▸ A block of data:
= = =
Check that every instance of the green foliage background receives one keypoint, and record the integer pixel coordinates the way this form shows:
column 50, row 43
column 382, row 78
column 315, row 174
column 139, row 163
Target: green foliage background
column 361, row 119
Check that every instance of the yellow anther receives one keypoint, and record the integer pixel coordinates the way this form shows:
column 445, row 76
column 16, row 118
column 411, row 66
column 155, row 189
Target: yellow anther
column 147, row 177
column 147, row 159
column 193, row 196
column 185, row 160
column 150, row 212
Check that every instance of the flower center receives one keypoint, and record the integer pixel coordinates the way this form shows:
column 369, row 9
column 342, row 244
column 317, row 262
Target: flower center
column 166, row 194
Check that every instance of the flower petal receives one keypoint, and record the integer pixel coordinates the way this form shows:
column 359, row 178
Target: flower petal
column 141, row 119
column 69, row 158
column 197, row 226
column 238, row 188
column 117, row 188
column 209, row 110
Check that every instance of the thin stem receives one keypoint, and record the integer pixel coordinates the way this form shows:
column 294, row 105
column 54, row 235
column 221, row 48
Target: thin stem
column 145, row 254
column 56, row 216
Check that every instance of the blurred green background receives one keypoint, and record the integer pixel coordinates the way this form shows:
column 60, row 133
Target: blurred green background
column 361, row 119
= = =
▸ Written task: Copy every line of the data above without changing anything.

▸ Correct result:
Check that every instance of the green foliage background receives one keypoint, and record the integer pixel coordinates the way this form shows:
column 50, row 43
column 382, row 78
column 315, row 174
column 139, row 163
Target: green foliage background
column 361, row 119
Check that every instance of the yellow anther receives one keypoint, and record the integer pixel coordinates the way this form shows:
column 445, row 76
column 16, row 118
column 411, row 66
column 155, row 189
Target: yellow anther
column 147, row 177
column 147, row 159
column 193, row 196
column 185, row 160
column 150, row 212
Check that every instance of the flower center receives one keypoint, and record the integer pixel coordinates the way this form shows:
column 369, row 9
column 342, row 244
column 317, row 262
Target: flower center
column 166, row 194
Check that every instance of the flower petal receives one keypoint, and record the integer pixel coordinates the way this form shows:
column 359, row 178
Target: flower petal
column 141, row 119
column 69, row 158
column 197, row 226
column 238, row 188
column 117, row 188
column 209, row 110
Check that every instance of the thin stem receives one keypoint, and record the integer pixel coordinates the way this form shows:
column 294, row 105
column 54, row 235
column 221, row 48
Target: thin stem
column 145, row 254
column 56, row 216
Check that every instance of the blurred green background receives one keypoint, and record the integer pixel coordinates the way this form shows:
column 60, row 133
Target: blurred green background
column 361, row 119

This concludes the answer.